- What the task asks -
From the line below containing "camouflage jacket ->" to the final line, print each line exactly as written. No pictures belong in the copy.

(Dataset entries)
= Beginning of Section =

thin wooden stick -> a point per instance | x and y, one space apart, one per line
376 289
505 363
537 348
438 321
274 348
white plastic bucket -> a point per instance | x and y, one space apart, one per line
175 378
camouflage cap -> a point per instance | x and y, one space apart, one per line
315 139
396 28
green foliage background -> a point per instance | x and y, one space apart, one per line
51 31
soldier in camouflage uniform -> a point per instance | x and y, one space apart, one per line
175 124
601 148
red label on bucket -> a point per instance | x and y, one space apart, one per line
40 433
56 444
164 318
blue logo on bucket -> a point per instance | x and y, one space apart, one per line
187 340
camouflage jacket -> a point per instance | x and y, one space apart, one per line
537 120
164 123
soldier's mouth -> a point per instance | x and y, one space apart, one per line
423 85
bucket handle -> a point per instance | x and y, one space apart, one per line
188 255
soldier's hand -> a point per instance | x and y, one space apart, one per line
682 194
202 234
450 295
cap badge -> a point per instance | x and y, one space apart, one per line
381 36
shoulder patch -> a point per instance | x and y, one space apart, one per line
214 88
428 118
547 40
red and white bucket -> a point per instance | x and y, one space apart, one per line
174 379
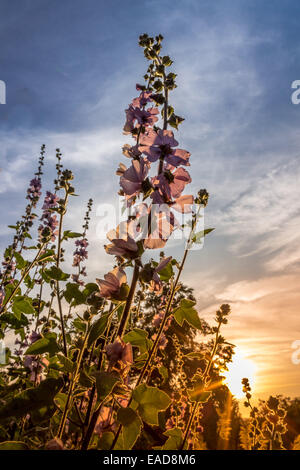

= End of Section =

- Answer section -
camouflage jacket -> a point per instance | x and y, one space apart, one per line
537 120
164 123
soldier's mouth -> a point per instance | x and y, one space apart, one per line
423 85
bucket handle -> a point per instance | x and y, one space apart, one per line
188 255
soldier's hand -> a point per instance | x and y, one space apart, one per line
682 194
202 234
450 295
cap badge -> a point per instance | x and y, one space apart, one per line
381 36
shoulder patch -> a point per instance | x and y, one space apart, one per line
214 88
428 118
547 40
red and white bucket -> a point per instance | x and y, one space apart, one per line
174 379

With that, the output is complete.